Transcribe the full listing without changing a word, and omit its pictures.
>>
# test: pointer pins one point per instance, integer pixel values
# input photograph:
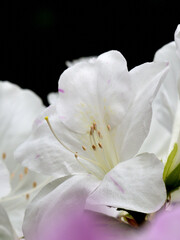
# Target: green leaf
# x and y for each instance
(173, 180)
(170, 161)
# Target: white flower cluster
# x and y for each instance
(102, 161)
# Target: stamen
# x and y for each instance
(84, 148)
(12, 175)
(4, 156)
(109, 127)
(21, 176)
(91, 130)
(27, 196)
(25, 170)
(95, 126)
(75, 153)
(100, 135)
(94, 147)
(100, 145)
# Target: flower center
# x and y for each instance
(101, 155)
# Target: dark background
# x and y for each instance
(38, 37)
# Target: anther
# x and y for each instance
(12, 175)
(27, 196)
(25, 170)
(99, 134)
(84, 148)
(21, 176)
(94, 147)
(3, 156)
(91, 130)
(108, 127)
(95, 126)
(100, 145)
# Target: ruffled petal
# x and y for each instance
(177, 40)
(95, 91)
(135, 184)
(6, 230)
(5, 186)
(19, 108)
(135, 126)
<<
## Task response
# test: pointer pins one point per instance, integer pixel values
# input photograph:
# Target: green leaf
# x and y for each instance
(173, 180)
(170, 161)
# Target: white flower cluster
# x and y for each instance
(102, 161)
# Target: stamen
# x and y for each instance
(84, 148)
(12, 175)
(4, 156)
(109, 127)
(21, 176)
(91, 130)
(27, 196)
(25, 170)
(95, 126)
(75, 153)
(100, 135)
(94, 147)
(100, 145)
# Target: flower center
# x and y for each instance
(101, 155)
# Target: dark background
# x and y for each instance
(38, 37)
# Target: anther
# x and y for each instance
(12, 175)
(27, 196)
(25, 170)
(99, 134)
(84, 148)
(21, 176)
(94, 147)
(3, 156)
(91, 130)
(108, 127)
(95, 126)
(100, 145)
# Target: ruffled petal
# x and y for each instance
(177, 40)
(95, 91)
(135, 184)
(6, 230)
(5, 186)
(19, 108)
(135, 126)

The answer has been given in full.